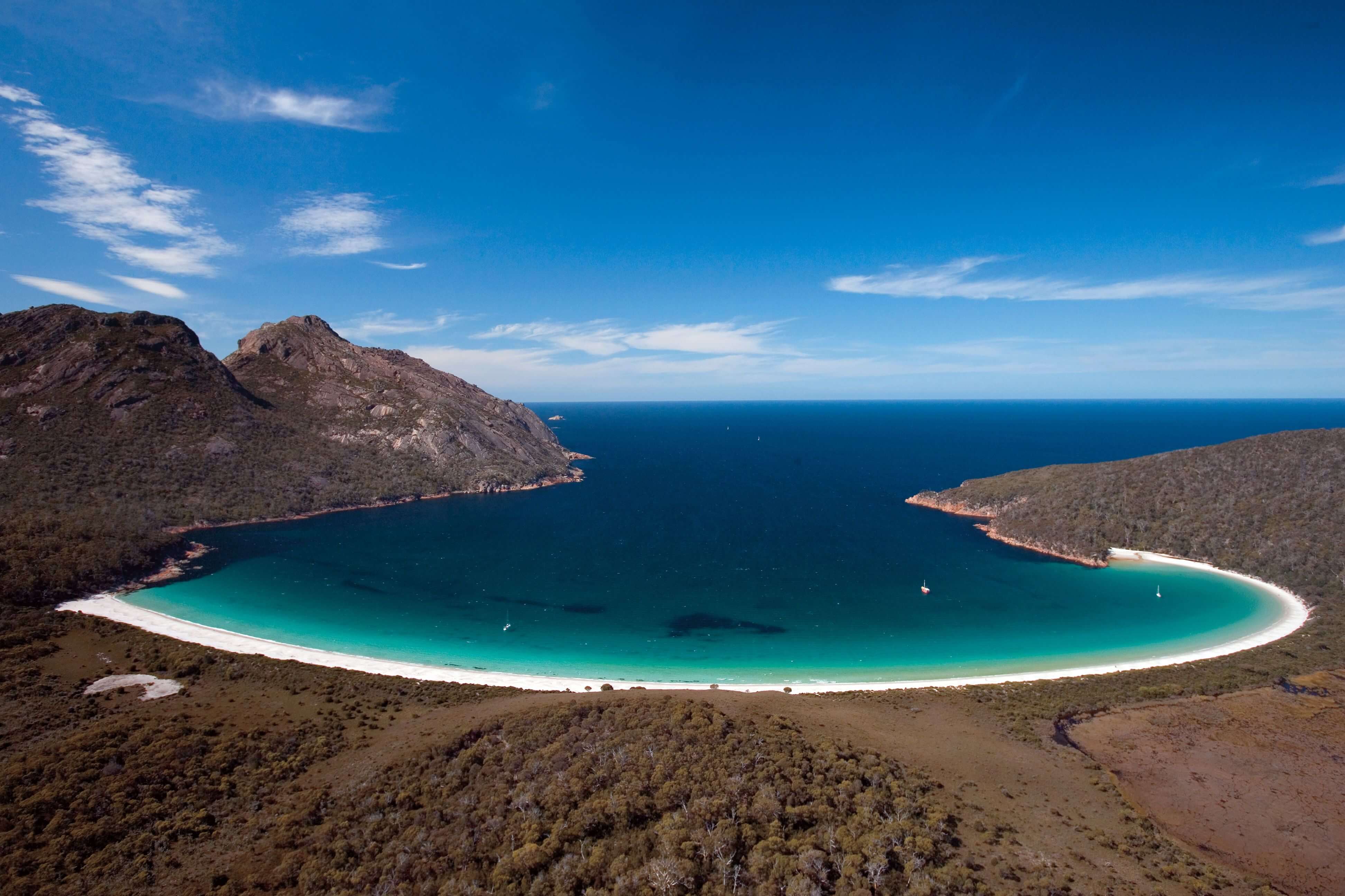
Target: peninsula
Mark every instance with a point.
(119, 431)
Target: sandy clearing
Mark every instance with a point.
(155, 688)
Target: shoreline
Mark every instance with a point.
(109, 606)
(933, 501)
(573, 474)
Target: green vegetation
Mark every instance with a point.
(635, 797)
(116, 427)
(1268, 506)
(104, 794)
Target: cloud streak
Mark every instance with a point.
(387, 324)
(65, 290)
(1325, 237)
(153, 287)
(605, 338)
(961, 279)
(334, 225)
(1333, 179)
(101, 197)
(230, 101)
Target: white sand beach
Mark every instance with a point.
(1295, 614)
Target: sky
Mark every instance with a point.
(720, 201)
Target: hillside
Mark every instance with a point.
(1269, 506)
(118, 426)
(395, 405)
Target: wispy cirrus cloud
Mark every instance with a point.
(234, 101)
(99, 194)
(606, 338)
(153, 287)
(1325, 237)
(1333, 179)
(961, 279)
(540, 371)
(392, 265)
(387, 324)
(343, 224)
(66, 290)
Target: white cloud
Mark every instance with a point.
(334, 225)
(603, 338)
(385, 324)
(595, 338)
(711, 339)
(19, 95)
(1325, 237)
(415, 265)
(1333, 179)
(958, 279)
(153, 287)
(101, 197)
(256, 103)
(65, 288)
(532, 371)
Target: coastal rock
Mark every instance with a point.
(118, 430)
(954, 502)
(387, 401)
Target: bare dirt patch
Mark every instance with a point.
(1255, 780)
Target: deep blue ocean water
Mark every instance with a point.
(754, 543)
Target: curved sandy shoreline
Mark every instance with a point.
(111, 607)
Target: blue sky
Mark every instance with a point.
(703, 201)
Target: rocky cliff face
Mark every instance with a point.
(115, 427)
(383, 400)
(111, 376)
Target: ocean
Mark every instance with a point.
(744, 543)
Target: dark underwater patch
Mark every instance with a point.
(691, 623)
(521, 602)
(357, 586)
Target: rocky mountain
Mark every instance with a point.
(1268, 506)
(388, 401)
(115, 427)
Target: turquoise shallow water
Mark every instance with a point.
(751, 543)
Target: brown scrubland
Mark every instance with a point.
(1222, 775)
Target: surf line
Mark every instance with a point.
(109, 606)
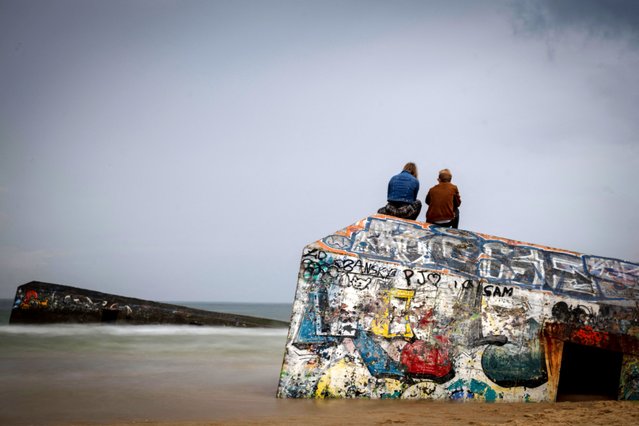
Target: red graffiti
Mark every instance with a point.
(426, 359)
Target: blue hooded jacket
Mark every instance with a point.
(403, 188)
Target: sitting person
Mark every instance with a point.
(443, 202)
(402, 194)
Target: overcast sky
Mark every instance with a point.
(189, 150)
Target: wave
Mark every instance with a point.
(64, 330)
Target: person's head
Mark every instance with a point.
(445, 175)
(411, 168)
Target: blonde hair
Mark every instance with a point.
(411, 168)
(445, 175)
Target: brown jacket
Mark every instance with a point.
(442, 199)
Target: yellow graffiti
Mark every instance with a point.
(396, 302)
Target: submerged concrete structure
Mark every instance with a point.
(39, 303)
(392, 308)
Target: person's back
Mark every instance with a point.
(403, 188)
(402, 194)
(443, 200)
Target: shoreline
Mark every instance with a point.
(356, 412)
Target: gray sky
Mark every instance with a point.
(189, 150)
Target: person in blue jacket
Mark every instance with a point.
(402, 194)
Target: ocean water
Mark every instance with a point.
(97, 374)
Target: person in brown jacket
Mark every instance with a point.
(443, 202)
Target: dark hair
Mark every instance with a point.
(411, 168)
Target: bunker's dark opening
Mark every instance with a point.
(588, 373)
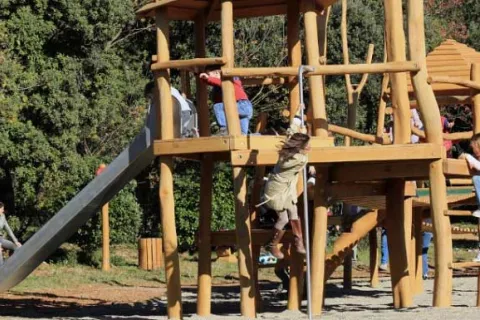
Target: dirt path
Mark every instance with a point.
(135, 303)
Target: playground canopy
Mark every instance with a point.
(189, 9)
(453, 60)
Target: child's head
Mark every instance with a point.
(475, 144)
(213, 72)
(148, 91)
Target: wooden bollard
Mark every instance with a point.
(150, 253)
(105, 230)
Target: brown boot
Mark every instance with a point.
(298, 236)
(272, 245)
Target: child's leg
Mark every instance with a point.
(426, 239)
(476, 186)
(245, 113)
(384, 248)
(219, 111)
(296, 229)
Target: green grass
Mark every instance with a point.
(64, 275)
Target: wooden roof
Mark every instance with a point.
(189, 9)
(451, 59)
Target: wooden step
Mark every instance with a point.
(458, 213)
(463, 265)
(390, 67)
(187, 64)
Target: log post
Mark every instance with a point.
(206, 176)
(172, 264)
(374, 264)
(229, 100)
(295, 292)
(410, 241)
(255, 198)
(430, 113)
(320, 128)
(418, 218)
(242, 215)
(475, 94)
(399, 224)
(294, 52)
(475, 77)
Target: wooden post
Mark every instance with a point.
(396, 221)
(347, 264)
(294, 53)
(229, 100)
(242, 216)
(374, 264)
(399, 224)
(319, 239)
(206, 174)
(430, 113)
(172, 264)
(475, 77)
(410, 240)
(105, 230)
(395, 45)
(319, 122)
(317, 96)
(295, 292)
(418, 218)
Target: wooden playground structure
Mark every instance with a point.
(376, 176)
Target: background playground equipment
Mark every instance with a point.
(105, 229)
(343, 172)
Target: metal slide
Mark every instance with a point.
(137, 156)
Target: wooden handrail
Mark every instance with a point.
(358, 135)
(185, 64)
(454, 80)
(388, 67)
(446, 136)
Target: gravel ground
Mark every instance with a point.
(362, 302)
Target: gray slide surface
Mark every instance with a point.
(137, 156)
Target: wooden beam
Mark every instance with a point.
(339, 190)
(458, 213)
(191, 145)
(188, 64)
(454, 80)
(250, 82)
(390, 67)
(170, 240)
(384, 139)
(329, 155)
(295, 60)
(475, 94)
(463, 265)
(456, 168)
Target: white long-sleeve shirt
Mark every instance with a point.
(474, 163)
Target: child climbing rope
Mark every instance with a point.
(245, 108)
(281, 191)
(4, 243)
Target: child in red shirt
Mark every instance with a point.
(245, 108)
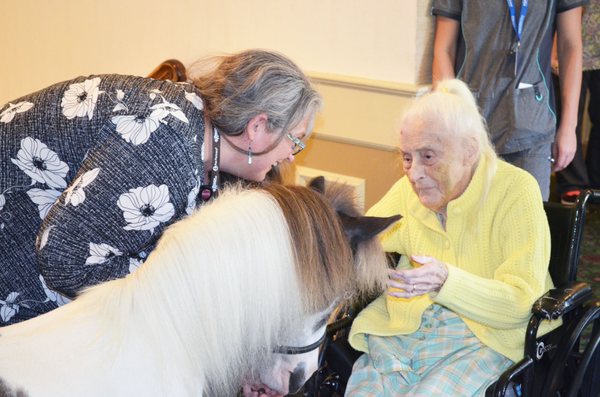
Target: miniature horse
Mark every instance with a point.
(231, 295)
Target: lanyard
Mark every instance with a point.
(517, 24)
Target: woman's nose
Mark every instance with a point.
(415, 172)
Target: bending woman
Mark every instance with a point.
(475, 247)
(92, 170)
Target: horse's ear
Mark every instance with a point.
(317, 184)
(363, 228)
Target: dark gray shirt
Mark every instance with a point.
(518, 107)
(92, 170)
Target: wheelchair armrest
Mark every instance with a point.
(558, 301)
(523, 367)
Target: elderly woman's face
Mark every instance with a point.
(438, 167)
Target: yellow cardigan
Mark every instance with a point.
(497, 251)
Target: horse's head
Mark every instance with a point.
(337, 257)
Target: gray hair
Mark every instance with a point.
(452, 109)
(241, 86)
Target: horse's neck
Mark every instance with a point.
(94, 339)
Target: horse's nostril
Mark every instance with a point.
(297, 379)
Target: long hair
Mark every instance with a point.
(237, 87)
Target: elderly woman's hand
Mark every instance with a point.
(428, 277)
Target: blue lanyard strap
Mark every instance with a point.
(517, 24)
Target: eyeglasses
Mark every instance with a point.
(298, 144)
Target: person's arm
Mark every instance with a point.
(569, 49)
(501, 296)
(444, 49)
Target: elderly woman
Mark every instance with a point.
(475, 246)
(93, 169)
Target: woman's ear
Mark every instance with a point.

----------

Exercise brief →
Pictures stay out; everything else in the listing above is to be repeated exactly.

Result for this task →
Target: peninsula
Mark every instance with a point.
(119, 431)
Target: sandy clearing
Mark every instance with a point.
(155, 688)
Target: shoreline
Mark every instance with a point.
(109, 606)
(933, 501)
(573, 474)
Target: green vegetation
Mark every instance with a point.
(635, 797)
(116, 427)
(1268, 506)
(104, 794)
Target: cloud streak
Mark every instance with a point.
(387, 324)
(65, 290)
(1325, 237)
(153, 287)
(605, 338)
(961, 279)
(334, 225)
(1333, 179)
(101, 197)
(230, 101)
Target: white sand beach
Mark every instance with a point.
(1295, 614)
Target: sky
Mark every instance with a point.
(720, 201)
Target: hillside
Mark every instance with a point.
(1269, 506)
(118, 426)
(395, 405)
Target: wispy cirrus cloud
Mark every instance with a point.
(234, 101)
(99, 194)
(606, 338)
(153, 287)
(1325, 237)
(1333, 179)
(961, 279)
(540, 371)
(392, 265)
(387, 324)
(343, 224)
(66, 290)
Target: white cloud
Mark every instance with a point.
(334, 225)
(603, 338)
(385, 324)
(595, 338)
(711, 339)
(19, 95)
(1325, 237)
(415, 265)
(1333, 179)
(958, 279)
(153, 287)
(101, 197)
(256, 103)
(65, 288)
(532, 371)
Target: coastal rock
Mark every instance with a point.
(118, 430)
(954, 502)
(387, 401)
Target: bare dirt patch
Mark every instance with a point.
(1255, 780)
Target: deep blue ocean water
Mark every instance with a point.
(754, 543)
Target: curved sandy shoreline
Mark every instance with a point.
(111, 607)
Target: blue sky
Mark every instance with a point.
(703, 201)
Target: rocky cliff face
Mark every instance with a point.
(115, 427)
(383, 400)
(111, 376)
Target: ocean
Mark every instance with a point.
(744, 543)
Target: dark underwater patch
Mark every instance with a point.
(691, 623)
(521, 602)
(357, 586)
Target: rocky mountain
Mark every instance with a point.
(1268, 506)
(388, 401)
(115, 427)
Target: turquoise shallow water
Mark every instance with a point.
(751, 543)
Target: brown scrubland
Mark every instance with a point.
(1222, 775)
Target: surf line
Mark every instance with a point.
(109, 606)
Target: red graffiti
Mark every instance with a point.
(426, 359)
Target: blue hooded jacket
Mark every instance with a point.
(403, 188)
Target: sitting person
Mark every instance with a point.
(443, 202)
(402, 194)
Target: overcast sky
Mark every instance with a point.
(189, 150)
Target: wave
Mark every instance with a point.
(64, 330)
Target: person's head
Mark every instance with a point.
(445, 175)
(411, 168)
Target: blonde hair
Mark every instance with a point.
(411, 168)
(445, 175)
Target: brown jacket
Mark every instance with a point.
(442, 199)
Target: yellow graffiti
Mark every instance with a point.
(396, 302)
Target: submerged concrete structure
Mark every instance with a point.
(39, 303)
(392, 308)
Target: person's back
Mark every instance with a point.
(403, 188)
(402, 194)
(443, 200)
Target: shoreline
Mark every instance with a point.
(356, 412)
Target: gray sky
Mark every instance with a point.
(189, 150)
Target: person in blue jacket
Mark every instance with a point.
(402, 194)
Target: ocean water
Mark every instance with a point.
(97, 374)
Target: person in brown jacket
Mark every instance with a point.
(443, 202)
Target: dark hair
Mark every instance with a point.
(411, 168)
Target: bunker's dark opening
Mark every instance with a point.
(588, 373)
Target: dirt path
Mark every instance with a point.
(135, 303)
Target: playground canopy
Mark every instance with a point.
(189, 9)
(453, 60)
Target: child's head
Mark every instance with a point.
(475, 144)
(213, 72)
(148, 91)
Target: wooden bollard
Mark every instance with a point.
(150, 253)
(105, 230)
Target: brown boot
Mark every instance with a point.
(298, 236)
(272, 245)
Target: child's leg
Mark every instance with a point.
(426, 239)
(476, 186)
(245, 113)
(384, 248)
(219, 111)
(296, 229)
Target: green grass
Mark every instance with a point.
(64, 275)
Target: wooden roof
Mark every instance with a point.
(189, 9)
(451, 59)
Target: wooden step
Mark every instance with a point.
(458, 213)
(463, 265)
(390, 67)
(187, 64)
Target: log post
Mark every instance with a point.
(206, 176)
(172, 264)
(374, 264)
(229, 100)
(295, 292)
(410, 241)
(255, 198)
(430, 113)
(320, 128)
(418, 218)
(242, 215)
(475, 94)
(399, 224)
(294, 52)
(475, 77)
Target: wooden post
Mark every instance with a point.
(396, 221)
(347, 264)
(294, 53)
(229, 100)
(242, 216)
(374, 264)
(399, 224)
(319, 239)
(206, 174)
(430, 113)
(172, 264)
(475, 77)
(410, 240)
(105, 230)
(395, 45)
(319, 122)
(317, 96)
(295, 292)
(418, 218)
Target: wooden playground structure
Mark every instance with a point.
(376, 176)
Target: background playground equipment
Mark every instance with a point.
(105, 229)
(343, 172)
Target: metal slide
Mark every instance with a point.
(137, 156)
Target: wooden handrail
Mark every instance with a point.
(358, 135)
(185, 64)
(454, 80)
(388, 67)
(446, 136)
Target: gravel ground
Mark every instance with a point.
(362, 302)
Target: gray slide surface
Mark every instance with a point.
(137, 156)
Target: wooden beam
Mark every instance with a point.
(339, 190)
(458, 213)
(191, 145)
(188, 64)
(454, 80)
(250, 82)
(390, 67)
(170, 240)
(384, 139)
(329, 155)
(295, 60)
(475, 94)
(463, 265)
(456, 168)
Target: white long-sleeve shirt
Mark every instance with a point.
(474, 163)
Target: child climbing rope
Mark every instance with a point.
(245, 108)
(281, 191)
(4, 243)
Target: child in red shirt
Mark every instance with a point.
(245, 108)
Target: miniature horse
Mark every instance with a point.
(231, 295)
Target: lanyard
Mark every instance with a point.
(517, 24)
Target: woman's nose
Mark every instance with a point.
(415, 172)
Target: bending woman
Mark every instance with a point.
(475, 247)
(92, 170)
Target: horse's ear
Mark every instance with a point.
(317, 184)
(363, 228)
Target: dark gray shirt
Mark every instance with a point.
(518, 107)
(92, 170)
Target: wheelchair armrest
Mark every instance with a point.
(558, 301)
(523, 367)
Target: elderly woman's face
Mark every instance with a point.
(438, 167)
Target: yellow cardigan
Mark every instance with a point.
(497, 251)
Target: horse's head
Mark every instance with a point.
(337, 257)
Target: gray hair
Mark every instance with a point.
(452, 109)
(241, 86)
Target: horse's neck
Mark every instance with a point.
(94, 339)
Target: horse's nostril
Mark every instance with a point.
(297, 379)
Target: long hair
Mark every instance with a point.
(237, 87)
Target: elderly woman's hand
Mark every instance with a point.
(428, 277)
Target: blue lanyard strap
Mark every instance with a point.
(517, 24)
Target: eyeglasses
Mark every instance with a point.
(298, 144)
Target: person's arm
Mark every instance with a point.
(569, 49)
(501, 296)
(444, 49)
Target: elderly woman
Mark every instance with a point.
(475, 246)
(93, 169)
Target: woman's ear
Mark every instance with a point.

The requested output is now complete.